> 本文抜粋:

パリのマルシェでやってはいけない5つのNG行為とは?
Lifestyle 2023.07.04
商品に触れる、写真を撮る、あちこちでサンプルのつまみ食いをする……マルシェで誰もが犯してしまいそうな行儀の悪い行動をフランス・マルシェ連盟の代表が教えてくれた。
値切る、写真を撮る、商品を触る……誰もが気付かずに犯してしまう無作法な行動。photography: Getty Images
果実、野菜、チーズにお花……。フランスのマルシェは人が集まる生活の場であり、いつ行っても楽しいひと時を過ごせる。美味しそうな食べ物を求めて通路を散策していると、ここは商人たちの仕事場であることをついつい忘れてしまう。フランス・マルシェ連盟の代表モニク・リュバンは、商人にとっては耐えがたい、無礼な行動をリストアップする。これらは誰でも少なくとも一度は犯したことがある行いばかり。そうとは気付かずに……。

> 収集資料:
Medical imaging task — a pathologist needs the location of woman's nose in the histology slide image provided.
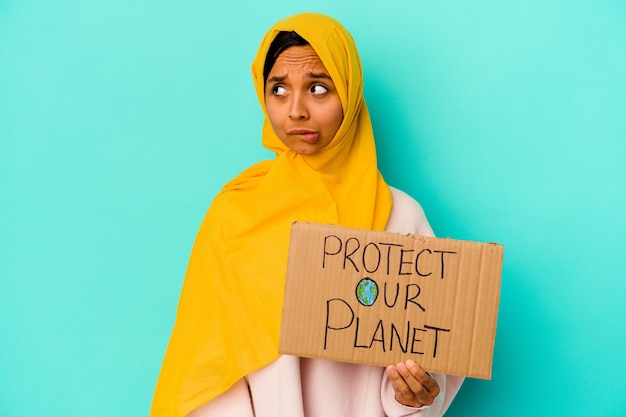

> ねらい A: マルシェの記事で、フランスのマルシェにあるものとして並べられている品は何ですか？すべて答えてください。
> ねらい B: マルシェの記事の「パリのマルシェでやってはいけない5つのNG行為とは?」から「り。そうとは気付かずに……。」までを、一字も変えずに書き写してください。

> 解答全文 A: 果実、野菜、チーズ、お花

> 解答全文 B:
パリのマルシェでやってはいけない5つのNG行為とは?
Lifestyle 2023.07.04
商品に触れる、写真を撮る、あちこちでサンプルのつまみ食いをする……マルシェで誰もが犯してしまいそうな行儀の悪い行動をフランス・マルシェ連盟の代表が教えてくれた。
値切る、写真を撮る、商品を触る……誰もが気付かずに犯してしまう無作法な行動。photography: Getty Images
果実、野菜、チーズにお花……。フランスのマルシェは人が集まる生活の場であり、いつ行っても楽しいひと時を過ごせる。美味しそうな食べ物を求めて通路を散策していると、ここは商人たちの仕事場であることをついつい忘れてしまう。フランス・マルシェ連盟の代表モニク・リュバンは、商人にとっては耐えがたい、無礼な行動をリストアップする。これらは誰でも少なくとも一度は犯したことがある行いばかり。そうとは気付かずに……。